--- begin ---

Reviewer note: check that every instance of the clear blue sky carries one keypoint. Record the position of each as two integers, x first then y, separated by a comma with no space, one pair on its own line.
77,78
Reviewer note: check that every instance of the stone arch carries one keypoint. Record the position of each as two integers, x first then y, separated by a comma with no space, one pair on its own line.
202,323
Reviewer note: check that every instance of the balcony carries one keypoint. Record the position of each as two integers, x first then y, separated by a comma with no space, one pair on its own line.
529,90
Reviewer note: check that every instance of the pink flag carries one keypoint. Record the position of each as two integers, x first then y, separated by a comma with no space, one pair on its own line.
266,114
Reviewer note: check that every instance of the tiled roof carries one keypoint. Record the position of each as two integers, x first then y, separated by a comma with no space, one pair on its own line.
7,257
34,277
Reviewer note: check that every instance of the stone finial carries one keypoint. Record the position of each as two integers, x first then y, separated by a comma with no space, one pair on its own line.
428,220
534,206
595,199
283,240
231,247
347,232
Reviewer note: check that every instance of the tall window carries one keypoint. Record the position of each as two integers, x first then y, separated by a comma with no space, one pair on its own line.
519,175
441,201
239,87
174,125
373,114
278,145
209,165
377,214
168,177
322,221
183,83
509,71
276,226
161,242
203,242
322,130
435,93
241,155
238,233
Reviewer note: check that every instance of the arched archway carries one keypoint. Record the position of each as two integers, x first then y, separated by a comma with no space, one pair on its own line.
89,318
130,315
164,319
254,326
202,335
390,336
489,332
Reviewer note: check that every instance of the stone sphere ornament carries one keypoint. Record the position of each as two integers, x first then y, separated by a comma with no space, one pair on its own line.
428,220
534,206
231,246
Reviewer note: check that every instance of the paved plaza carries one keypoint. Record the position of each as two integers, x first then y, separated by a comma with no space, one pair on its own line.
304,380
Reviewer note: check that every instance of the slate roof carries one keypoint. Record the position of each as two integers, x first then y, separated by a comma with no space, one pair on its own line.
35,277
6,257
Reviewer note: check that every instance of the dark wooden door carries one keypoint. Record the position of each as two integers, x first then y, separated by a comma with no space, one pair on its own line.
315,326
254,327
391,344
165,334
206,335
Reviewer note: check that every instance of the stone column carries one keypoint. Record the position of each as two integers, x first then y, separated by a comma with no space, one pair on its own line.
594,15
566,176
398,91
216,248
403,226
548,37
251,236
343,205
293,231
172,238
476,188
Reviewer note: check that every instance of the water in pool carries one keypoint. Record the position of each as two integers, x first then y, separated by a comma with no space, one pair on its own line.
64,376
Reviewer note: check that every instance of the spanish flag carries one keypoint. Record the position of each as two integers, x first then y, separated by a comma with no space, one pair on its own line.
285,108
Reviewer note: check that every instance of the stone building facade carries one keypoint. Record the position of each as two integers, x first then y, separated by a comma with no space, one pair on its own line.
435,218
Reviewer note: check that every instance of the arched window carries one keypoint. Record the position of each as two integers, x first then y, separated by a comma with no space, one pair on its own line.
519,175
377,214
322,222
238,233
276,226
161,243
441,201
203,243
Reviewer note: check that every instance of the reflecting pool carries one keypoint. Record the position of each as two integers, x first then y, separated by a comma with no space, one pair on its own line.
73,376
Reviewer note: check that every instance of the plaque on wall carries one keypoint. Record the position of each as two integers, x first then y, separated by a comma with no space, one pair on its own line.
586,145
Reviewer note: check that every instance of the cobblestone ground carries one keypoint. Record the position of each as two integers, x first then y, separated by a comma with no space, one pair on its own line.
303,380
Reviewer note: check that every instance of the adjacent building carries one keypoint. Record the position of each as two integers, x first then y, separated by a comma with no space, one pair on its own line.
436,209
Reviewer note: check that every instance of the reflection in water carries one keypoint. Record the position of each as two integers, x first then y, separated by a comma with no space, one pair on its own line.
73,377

--- end ---
--- begin ---

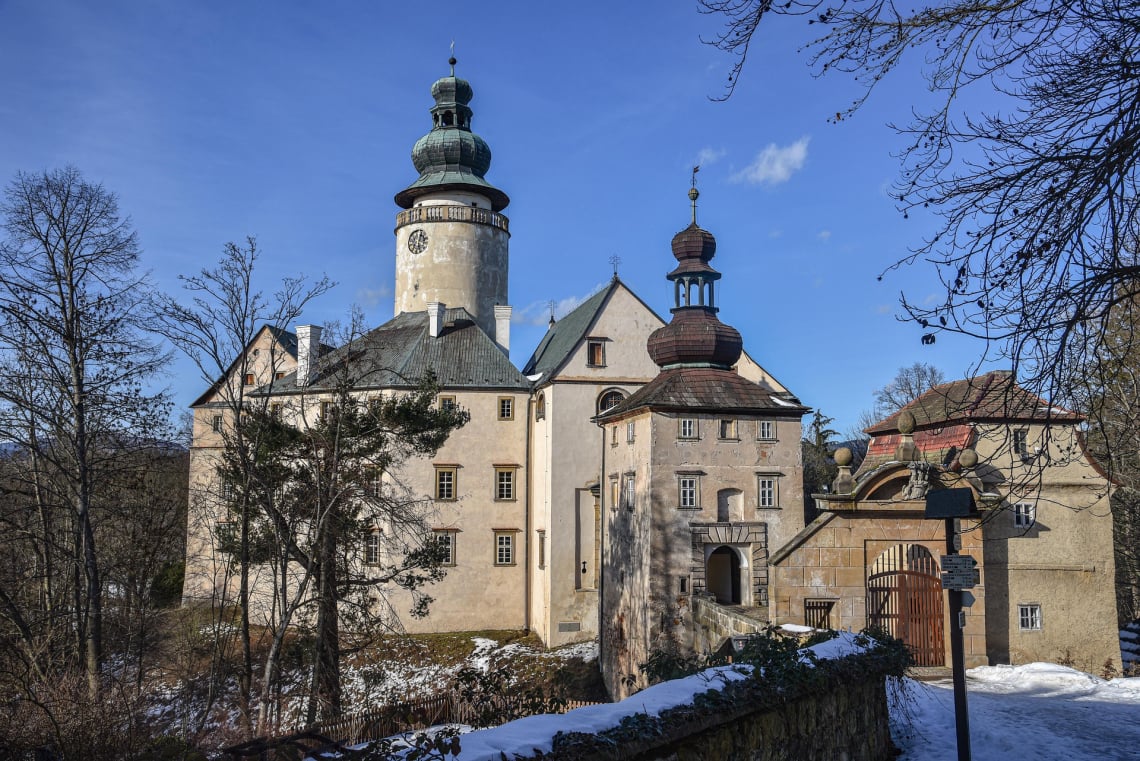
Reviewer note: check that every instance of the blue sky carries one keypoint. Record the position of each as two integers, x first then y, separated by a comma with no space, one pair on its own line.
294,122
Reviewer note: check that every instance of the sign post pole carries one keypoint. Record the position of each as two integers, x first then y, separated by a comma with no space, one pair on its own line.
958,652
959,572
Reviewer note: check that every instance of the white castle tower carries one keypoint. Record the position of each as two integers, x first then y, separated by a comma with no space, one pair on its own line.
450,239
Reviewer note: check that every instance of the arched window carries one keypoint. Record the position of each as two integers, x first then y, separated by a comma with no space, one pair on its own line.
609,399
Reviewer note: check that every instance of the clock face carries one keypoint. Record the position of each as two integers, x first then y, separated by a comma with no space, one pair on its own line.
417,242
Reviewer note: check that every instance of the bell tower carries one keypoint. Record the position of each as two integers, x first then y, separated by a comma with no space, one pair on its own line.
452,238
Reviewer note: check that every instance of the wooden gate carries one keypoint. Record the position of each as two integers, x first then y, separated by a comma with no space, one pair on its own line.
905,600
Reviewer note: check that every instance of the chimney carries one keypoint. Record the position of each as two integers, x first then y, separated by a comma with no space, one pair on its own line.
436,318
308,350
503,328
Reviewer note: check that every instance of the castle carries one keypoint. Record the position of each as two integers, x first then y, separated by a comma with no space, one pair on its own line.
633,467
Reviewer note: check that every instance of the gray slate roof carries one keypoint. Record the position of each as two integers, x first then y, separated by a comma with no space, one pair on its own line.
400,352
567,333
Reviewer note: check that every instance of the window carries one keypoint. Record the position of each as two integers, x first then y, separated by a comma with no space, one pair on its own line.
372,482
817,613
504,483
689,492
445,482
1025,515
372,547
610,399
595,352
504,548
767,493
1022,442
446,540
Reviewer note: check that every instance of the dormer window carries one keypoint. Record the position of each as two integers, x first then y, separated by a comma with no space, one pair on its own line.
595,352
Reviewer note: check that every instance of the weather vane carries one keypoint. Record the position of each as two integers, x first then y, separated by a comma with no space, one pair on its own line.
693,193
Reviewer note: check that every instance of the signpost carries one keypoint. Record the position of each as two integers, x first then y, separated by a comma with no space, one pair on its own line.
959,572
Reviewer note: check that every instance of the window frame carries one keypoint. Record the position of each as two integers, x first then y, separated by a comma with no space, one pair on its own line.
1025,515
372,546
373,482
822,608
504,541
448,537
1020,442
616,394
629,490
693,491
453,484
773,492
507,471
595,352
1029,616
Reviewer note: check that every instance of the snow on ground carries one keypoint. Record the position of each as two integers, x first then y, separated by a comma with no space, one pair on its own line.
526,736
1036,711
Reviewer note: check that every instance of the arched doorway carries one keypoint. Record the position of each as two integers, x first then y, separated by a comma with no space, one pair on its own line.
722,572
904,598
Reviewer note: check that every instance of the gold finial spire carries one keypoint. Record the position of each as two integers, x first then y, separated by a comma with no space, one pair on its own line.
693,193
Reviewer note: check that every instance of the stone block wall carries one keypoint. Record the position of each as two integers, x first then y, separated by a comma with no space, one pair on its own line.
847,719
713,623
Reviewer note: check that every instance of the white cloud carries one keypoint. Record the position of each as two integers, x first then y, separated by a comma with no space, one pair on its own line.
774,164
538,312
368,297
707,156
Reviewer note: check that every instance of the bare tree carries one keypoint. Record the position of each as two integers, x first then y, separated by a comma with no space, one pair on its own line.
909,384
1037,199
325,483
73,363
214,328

--- end ---
--- begin ---

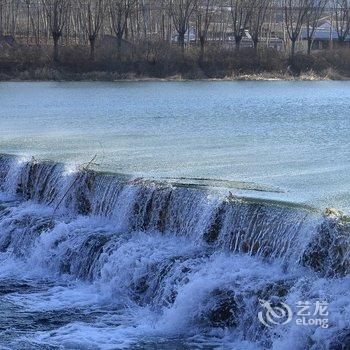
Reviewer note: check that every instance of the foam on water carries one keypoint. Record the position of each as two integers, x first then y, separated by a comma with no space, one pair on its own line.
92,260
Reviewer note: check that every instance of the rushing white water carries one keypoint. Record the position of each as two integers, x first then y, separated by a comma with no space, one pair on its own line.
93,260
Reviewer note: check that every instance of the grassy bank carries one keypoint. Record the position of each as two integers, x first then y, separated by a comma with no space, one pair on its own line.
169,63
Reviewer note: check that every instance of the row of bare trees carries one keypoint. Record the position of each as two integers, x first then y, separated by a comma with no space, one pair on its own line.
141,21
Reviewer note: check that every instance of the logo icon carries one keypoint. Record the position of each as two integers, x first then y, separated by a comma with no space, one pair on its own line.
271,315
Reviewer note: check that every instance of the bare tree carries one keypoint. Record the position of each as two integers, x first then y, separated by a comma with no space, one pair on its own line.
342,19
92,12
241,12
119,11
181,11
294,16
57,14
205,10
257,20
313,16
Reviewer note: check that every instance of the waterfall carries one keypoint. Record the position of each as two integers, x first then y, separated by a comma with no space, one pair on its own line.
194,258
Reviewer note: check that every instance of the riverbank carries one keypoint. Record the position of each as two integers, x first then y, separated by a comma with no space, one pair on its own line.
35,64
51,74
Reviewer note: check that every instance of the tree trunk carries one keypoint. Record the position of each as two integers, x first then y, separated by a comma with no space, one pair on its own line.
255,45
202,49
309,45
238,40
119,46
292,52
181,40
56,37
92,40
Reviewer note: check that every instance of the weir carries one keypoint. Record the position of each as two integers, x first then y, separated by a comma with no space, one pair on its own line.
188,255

--- end ---

### JOB
Return each line of the items above that contains the word "pool". Case counts.

### FINISHED ANSWER
Reviewer note: check that every instance of the water in pool carries one keypoint. Record the position of each as two integers, x first then y, separated by a comma with no space, one pair on its own line.
Reviewer note: check that every instance of the reflecting pool carries one keypoint. Record the position of each as two integers, x first then y, separated by a comma with no space, one pair on its own line.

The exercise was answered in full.